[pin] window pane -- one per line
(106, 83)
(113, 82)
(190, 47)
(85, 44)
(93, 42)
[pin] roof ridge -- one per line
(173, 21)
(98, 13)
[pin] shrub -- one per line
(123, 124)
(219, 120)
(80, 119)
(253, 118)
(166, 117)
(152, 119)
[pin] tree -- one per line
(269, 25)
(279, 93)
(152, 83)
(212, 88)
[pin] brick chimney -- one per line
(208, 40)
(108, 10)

* * *

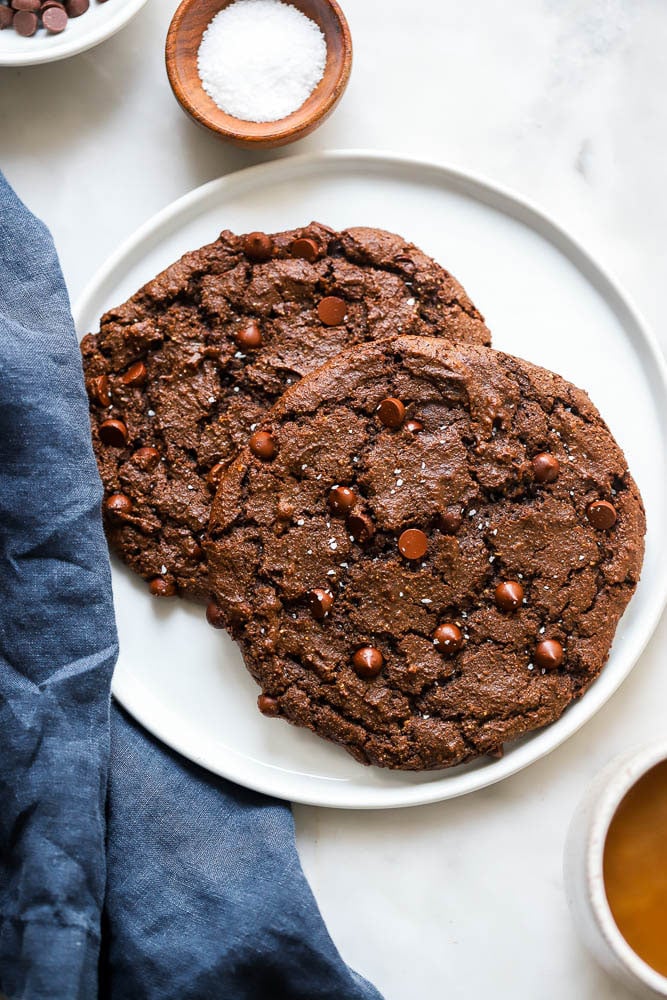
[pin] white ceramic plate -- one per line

* * *

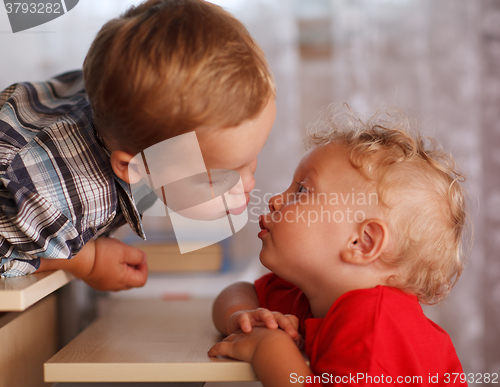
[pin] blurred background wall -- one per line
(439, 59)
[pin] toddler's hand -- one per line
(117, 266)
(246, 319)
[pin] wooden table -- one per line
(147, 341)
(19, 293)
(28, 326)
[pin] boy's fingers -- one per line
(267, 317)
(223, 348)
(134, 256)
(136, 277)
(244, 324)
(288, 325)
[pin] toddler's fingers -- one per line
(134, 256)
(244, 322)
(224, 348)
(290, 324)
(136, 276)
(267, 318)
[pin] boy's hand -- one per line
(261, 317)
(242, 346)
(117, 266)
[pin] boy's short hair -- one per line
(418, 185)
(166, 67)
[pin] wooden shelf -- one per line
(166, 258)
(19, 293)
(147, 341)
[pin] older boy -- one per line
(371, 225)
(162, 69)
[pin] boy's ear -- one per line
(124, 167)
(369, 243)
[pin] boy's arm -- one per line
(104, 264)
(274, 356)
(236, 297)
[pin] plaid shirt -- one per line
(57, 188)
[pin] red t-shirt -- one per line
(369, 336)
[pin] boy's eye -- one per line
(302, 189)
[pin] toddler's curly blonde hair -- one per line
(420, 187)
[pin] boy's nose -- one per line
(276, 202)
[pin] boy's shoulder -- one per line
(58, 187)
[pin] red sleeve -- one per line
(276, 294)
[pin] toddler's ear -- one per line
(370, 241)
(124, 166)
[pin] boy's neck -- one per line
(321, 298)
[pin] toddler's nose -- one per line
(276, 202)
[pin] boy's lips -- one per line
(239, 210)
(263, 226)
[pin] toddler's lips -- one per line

* * *

**WORK TO BE COMPLETED:** Reproduce the records line for line, starting with the line that contains "[pin] boy's ear -- one per line" and going on through the line that contains "[pin] toddler's lips -- one per line". Include both of those lines.

**FINISHED EXERCISE:**
[pin] boy's ear -- one per line
(124, 167)
(369, 243)
[pin] boy's arm -- one per line
(104, 264)
(274, 356)
(236, 297)
[pin] plaid shirt -- one per line
(57, 188)
[pin] red t-shirt -- one per line
(369, 336)
[pin] boy's eye -- one per line
(302, 189)
[pin] toddler's curly blonde hair -- one per line
(420, 187)
[pin] boy's nose -- one per line
(276, 202)
[pin] boy's shoulder -- one per line
(58, 187)
[pin] red sleeve -- one per line
(276, 294)
[pin] toddler's ear -- one per line
(370, 241)
(124, 166)
[pin] boy's neck -- one per line
(321, 298)
[pin] toddler's nose -- one per line
(276, 202)
[pin] boy's lips -- one per line
(239, 210)
(263, 226)
[pin] toddler's lips -- one per line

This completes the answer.